Material for this exercise —

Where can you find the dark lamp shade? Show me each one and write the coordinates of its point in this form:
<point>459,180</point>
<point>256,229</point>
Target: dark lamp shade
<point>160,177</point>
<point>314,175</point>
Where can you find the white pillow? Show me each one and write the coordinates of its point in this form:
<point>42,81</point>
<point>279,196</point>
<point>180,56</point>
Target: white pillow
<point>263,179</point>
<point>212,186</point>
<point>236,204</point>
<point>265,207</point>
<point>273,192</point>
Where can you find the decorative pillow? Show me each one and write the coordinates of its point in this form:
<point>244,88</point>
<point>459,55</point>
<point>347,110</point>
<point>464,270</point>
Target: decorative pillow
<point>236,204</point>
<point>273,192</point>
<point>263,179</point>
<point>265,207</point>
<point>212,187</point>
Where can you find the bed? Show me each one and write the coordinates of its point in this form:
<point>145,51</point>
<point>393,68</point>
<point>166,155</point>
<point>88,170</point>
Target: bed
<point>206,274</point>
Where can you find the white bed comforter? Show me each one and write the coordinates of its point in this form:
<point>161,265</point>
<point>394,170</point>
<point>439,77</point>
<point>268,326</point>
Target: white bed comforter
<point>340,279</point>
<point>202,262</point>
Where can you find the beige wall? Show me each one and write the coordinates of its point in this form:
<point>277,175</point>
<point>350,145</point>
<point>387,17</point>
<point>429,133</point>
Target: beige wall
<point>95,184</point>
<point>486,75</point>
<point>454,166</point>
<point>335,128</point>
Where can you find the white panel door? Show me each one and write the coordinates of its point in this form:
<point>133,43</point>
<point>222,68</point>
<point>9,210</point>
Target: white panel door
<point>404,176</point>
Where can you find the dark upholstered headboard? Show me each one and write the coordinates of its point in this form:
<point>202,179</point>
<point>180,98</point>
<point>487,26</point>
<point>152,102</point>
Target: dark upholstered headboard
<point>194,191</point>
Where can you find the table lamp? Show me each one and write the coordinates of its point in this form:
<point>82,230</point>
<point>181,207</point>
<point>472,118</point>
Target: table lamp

Problem to work on —
Could you filter the material above and copy each line that holds the word "coordinates"?

Task solution —
Where can you find the dark lamp shade? Show me each one and write the coordinates of its point in this form:
Where can you find the white pillow? Show me each one and write the coordinates of its point in this form:
Where can you find the decorative pillow? Show me each one and write the coordinates of its point in this form:
Where can you find the bed? Show me each one and write the coordinates of its point in this form:
Where can you find the white bed comforter? Show me each one and write the coordinates of its point in this form:
Where can you find the beige wall? Show me each one and write the coordinates of its point in this form:
Where can you find the white panel door? Show me each one and write the coordinates of its point in this form:
Where can you find the dark upholstered headboard? Show me each one and write the coordinates of its point in this form:
Where can you find the table lamp? Show me each one and write the coordinates of its point in this form:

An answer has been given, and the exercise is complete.